Please find every line in the records below that contains the word "railing", and copy it.

Records provided —
* * * * *
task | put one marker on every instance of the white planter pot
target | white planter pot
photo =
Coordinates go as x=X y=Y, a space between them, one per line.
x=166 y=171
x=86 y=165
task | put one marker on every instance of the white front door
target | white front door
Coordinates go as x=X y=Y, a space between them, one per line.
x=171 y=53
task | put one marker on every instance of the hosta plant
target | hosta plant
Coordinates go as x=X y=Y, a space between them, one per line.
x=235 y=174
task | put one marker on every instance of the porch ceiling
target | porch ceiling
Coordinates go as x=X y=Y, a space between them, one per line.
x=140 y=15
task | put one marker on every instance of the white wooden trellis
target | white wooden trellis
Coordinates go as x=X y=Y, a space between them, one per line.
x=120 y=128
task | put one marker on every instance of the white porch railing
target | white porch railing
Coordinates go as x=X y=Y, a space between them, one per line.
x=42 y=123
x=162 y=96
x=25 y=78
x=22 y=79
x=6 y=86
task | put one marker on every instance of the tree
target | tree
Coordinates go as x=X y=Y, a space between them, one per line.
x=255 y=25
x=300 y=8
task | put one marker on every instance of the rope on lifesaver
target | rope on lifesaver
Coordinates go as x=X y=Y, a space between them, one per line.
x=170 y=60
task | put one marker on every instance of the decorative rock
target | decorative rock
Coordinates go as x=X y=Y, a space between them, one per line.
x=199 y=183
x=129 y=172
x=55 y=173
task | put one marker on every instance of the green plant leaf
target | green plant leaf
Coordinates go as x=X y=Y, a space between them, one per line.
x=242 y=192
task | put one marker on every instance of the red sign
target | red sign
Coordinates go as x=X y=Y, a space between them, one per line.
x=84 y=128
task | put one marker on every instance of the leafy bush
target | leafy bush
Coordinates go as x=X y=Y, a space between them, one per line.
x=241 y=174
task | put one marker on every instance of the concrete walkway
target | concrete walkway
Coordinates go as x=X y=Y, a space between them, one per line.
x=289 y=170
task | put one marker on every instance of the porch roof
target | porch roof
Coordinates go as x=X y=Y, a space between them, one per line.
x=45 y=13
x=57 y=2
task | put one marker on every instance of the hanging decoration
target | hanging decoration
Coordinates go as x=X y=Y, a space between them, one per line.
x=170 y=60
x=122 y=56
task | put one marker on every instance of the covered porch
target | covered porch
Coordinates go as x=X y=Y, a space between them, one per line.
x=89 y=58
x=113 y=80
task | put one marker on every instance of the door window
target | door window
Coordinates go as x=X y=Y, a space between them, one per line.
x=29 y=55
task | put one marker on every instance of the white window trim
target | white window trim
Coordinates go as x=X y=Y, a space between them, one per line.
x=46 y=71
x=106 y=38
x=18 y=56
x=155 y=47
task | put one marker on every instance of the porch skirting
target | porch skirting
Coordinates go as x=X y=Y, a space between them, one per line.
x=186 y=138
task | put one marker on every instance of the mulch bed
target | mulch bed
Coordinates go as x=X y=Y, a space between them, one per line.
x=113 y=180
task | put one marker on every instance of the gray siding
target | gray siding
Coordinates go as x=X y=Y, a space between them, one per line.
* * * * *
Output —
task | put one marker on every instance of the white porch railing
target | white porch railing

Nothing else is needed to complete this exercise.